§ Your goal
Please reproduce the data exactly, though every picture must stay out.

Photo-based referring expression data

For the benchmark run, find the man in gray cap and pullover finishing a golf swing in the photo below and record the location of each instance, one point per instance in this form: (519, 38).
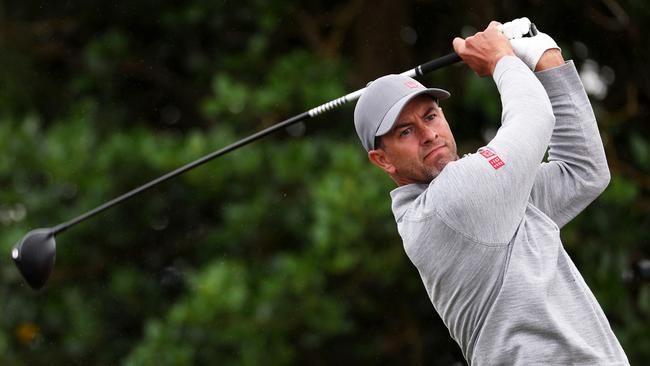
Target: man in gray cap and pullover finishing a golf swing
(483, 231)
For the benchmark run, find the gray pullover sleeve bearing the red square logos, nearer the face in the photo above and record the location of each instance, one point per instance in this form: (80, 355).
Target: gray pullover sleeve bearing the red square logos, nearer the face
(485, 194)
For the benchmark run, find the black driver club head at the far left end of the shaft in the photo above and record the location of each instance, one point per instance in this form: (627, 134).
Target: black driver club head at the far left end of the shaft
(34, 256)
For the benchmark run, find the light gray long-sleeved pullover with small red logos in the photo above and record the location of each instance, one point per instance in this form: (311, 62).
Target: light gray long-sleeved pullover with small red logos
(484, 234)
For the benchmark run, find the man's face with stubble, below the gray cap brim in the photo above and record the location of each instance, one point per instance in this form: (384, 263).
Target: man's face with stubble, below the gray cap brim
(419, 145)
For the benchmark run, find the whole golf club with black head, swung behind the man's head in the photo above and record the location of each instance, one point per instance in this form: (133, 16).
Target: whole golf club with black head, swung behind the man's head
(35, 254)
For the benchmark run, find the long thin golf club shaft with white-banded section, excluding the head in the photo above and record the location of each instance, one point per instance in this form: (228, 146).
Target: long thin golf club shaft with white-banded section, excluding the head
(417, 71)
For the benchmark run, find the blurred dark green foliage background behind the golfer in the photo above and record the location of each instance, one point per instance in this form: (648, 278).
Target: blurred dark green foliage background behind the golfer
(284, 252)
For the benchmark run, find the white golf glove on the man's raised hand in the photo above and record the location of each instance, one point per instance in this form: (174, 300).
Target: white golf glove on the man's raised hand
(528, 49)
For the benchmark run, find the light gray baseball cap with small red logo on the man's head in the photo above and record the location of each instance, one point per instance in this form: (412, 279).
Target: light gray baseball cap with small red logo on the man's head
(383, 101)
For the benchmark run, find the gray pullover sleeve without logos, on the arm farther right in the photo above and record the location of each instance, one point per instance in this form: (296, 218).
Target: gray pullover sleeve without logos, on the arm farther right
(576, 171)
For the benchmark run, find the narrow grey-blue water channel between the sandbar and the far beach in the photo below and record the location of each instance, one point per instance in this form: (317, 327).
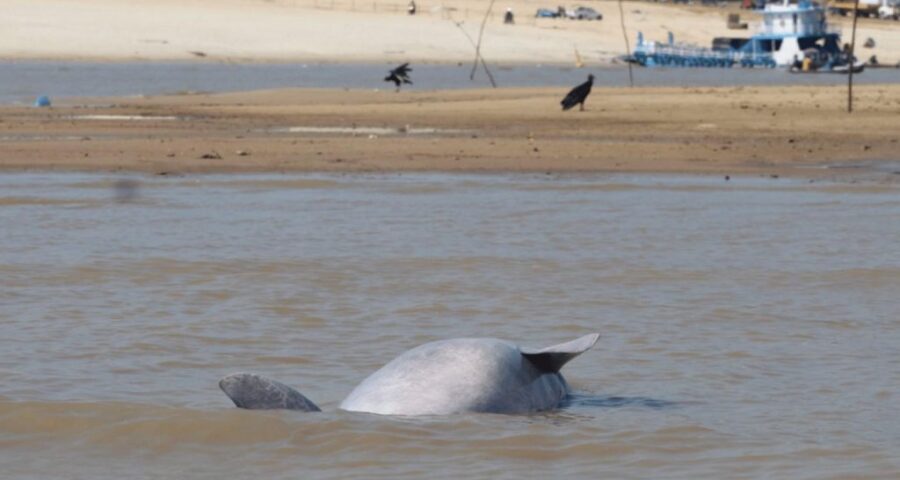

§ Response below
For the benchmark run, find the man in gray cap and pullover finishing a golf swing in the photo below and record the location of each instance, one point per instance in this form: (519, 38).
Target: man in gray cap and pullover finishing a golf swing
(483, 231)
For the benchmark run, find the gray pullover sleeve bearing the red square logos, nearer the face in the photo above and record the location of each instance, one point per instance in this form: (80, 355).
Target: gray pullover sleeve bearing the red square logos, nearer the face
(485, 194)
For the benchmark run, find the black driver club head at the far left end of the shaft in the photo above and record the location of each instance, one point per instance in this form: (627, 134).
Target: black driver club head at the far left end of the shaft
(34, 256)
For the benchmark run, find the light gray long-sleeved pullover with small red logos in the photo above and record the location of each instance, one point per instance in this form: (311, 62).
Target: light gray long-sleeved pullover with small red logos
(484, 234)
For the benchmark run, find the man's face with stubble, below the gray cap brim in the photo above and record the location of each instance, one point per instance in this form: (384, 263).
Target: man's face with stubble, below the gray cap brim
(419, 145)
For the benchmark run, find the whole golf club with black head, swung behind the man's head in the photo above and record the location of each instance, one point per instance in this form: (133, 16).
Target: whole golf club with black head, swung behind the man's head
(35, 254)
For the benchmark run, find the long thin golf club shaft with white-banded section, excluding the head in the photo above and record the location of each instance, one point per instance in this form: (228, 146).
Target: long thin golf club shaft with white-banded section, excluding the head
(417, 71)
For the benchmark run, find the blurred dark green foliage background behind the golfer in the photo above and record the location of each instance, one point per instance in this form: (648, 278).
Target: blurred dark green foliage background behind the golfer
(284, 252)
For the benchmark run, find the white golf glove on the man's raised hand in the photo above and record the location of each instance, one point per instance in this form: (174, 300).
Target: white golf glove on the man's raised hand
(528, 49)
For the benchmark run, find the light gray baseball cap with small red logo on the man's head in the photo above and record the location of each instance, one point per instance in this form: (412, 279).
Target: light gray baseball cap with small red logo on the man's head
(383, 101)
For the benchmark run, find the gray pullover sleeve without logos, on the arm farther right in the photo above and record the location of each instance, one point per instance in this form: (296, 218).
Target: gray pullover sleeve without logos, on the arm farther right
(576, 171)
For the benchmark run, find the narrow grey-blue water channel between the sandbar and the far beach in the photo below and record the location of each instance, one point per instance in this form: (317, 327).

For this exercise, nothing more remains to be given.